Still, he didn't begin golfing until later, somewhere around 2014, when a Florida hospital invited him to play in a charity tournament. He bought clubs and gave it a shot.

"I played terrible that day," Cespedes said through an interpreter, "and I decided from then on, since I like to set goals for myself, that I was going to get this down. I started going to driving ranges or wherever was available in the mornings, and in the evenings I practiced."

He joined two country clubs in Boca Raton. Every time Van Wagenen saw Cespedes, it seemed he had a new driver. This offseason, he played with Wray almost every day, and sometimes twice a day. When Cespedes couldn't sleep, he found himself watching golf on television at 2 a.m., studying how Jason Day used his driver and how Jordan Spieth worked his irons.

Asked for his dream foursome, living or dead, Cespedes chose three of the best golfers in the world: Rory McIlroy, Tiger Woods and Fowler. "I like Rickie's Puma outfits," he said.

Wednesday's outing marked the first time that Wilpon had played with Cespedes, making him the latest person to marvel at the fact that Cespedes has never taken a lesson. Watch this, Cespedes will say to his playing partner as he steps to his ball. Often enough, he will then drive the ball 300 yards or more. He handles a pitching wedge just as smoothly.

"He's got a complete game, honestly," Wray said. "If he would take lessons and leave baseball, he could play on the tour. He's a 3, 4-handicap, and he's playing part time."

Supplied material:
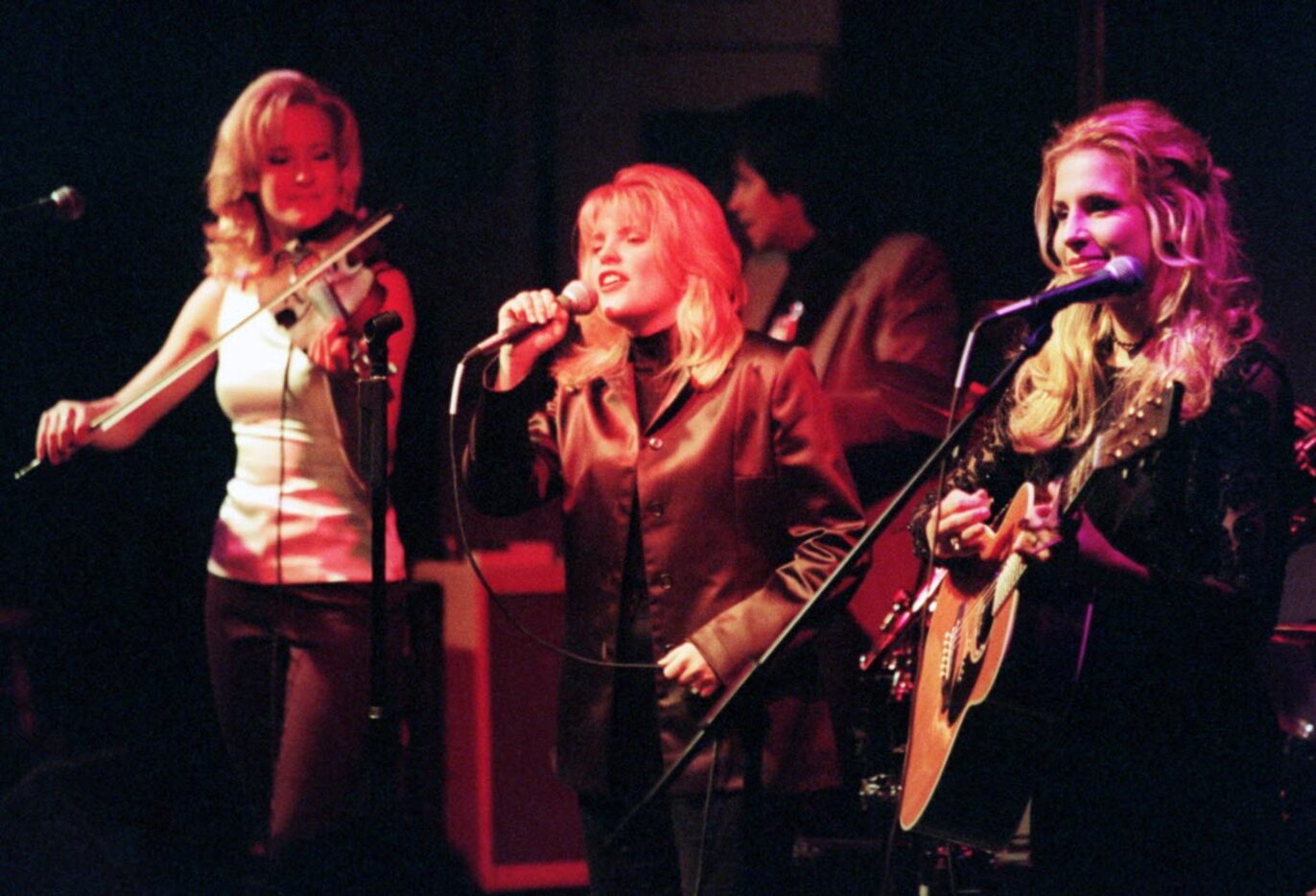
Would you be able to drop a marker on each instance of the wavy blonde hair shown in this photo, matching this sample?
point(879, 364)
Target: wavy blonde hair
point(693, 248)
point(239, 238)
point(1202, 303)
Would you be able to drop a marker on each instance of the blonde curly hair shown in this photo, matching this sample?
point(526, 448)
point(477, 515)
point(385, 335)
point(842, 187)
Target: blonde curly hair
point(693, 248)
point(1202, 303)
point(239, 240)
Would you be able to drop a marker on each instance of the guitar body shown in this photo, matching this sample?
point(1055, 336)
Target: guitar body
point(997, 669)
point(989, 688)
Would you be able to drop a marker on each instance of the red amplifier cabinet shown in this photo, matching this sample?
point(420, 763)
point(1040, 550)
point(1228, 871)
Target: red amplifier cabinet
point(505, 810)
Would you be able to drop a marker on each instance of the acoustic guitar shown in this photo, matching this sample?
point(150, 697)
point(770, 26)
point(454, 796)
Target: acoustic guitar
point(995, 670)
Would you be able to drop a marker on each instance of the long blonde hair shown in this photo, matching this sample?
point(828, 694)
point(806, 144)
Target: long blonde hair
point(1202, 304)
point(693, 248)
point(239, 237)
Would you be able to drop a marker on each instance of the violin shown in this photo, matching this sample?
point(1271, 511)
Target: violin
point(318, 289)
point(342, 294)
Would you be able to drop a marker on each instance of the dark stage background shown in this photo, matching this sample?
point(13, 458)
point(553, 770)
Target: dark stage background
point(477, 117)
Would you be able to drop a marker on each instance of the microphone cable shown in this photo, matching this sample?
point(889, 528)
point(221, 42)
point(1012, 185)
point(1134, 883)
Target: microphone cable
point(463, 541)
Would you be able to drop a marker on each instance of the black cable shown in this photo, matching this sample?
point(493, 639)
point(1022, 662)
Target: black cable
point(475, 567)
point(703, 825)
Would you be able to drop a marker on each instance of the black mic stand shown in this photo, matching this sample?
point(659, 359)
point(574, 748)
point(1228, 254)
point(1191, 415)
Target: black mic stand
point(372, 396)
point(712, 722)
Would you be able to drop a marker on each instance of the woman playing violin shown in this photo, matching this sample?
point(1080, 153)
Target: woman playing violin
point(287, 592)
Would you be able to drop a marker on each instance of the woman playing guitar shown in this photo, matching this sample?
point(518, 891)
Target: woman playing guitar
point(1161, 775)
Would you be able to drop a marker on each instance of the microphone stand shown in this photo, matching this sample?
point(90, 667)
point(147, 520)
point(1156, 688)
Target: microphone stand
point(712, 722)
point(372, 395)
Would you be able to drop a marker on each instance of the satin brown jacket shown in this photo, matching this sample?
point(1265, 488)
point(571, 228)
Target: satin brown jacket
point(745, 507)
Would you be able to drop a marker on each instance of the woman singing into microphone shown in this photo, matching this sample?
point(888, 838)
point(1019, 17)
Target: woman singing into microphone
point(704, 496)
point(290, 567)
point(1163, 775)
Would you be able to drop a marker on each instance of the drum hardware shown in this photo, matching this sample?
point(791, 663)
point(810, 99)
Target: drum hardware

Check your understanding:
**1)** From the excerpt about Cespedes and golf, list every golfer he either studied on television or picked for his dream foursome.
**2)** Write the next part of the excerpt about Cespedes and golf.
The records were drawn from a different source than the text.

Answers by task:
**1)** Jason Day, Jordan Spieth, Rory McIlroy, Tiger Woods, Rickie Fowler

**2)**
On the third hole on Wednesday, Van Wagenen suggested that Wilpon and Cespedes play their own closest-to-the-pin game, as their balls were near each other about 185 yards from the pin. Wilpon, an avid golfer, caught the corner of the green with his approach shot; Cespedes muscled his ball over it. As he put his club back into his bag, he flashed Wilpon a stern look.

But this was tame compared with how competitive Cespedes can get playing with others. He asks his teammates what they shoot when they play without him, just so he can measure himself against them. After finishing a round with Wray, he often sneaks in extra practice at the driving range. When he misses a shot, he sometimes talks to himself in the third person.

Cespedes has come to believe that playing golf helps his mechanics, and the Mets see no reason to disrupt his routine. In fact, hitting coach Kevin Long has made a habit of asking Cespedes whether he had golfed that day because he then seems to hit a home run that night.

"With golf, if you don't keep your hands on the inside and you don't watch the ball the whole way, you're not going to hit it," Cespedes said. "It keeps me in line."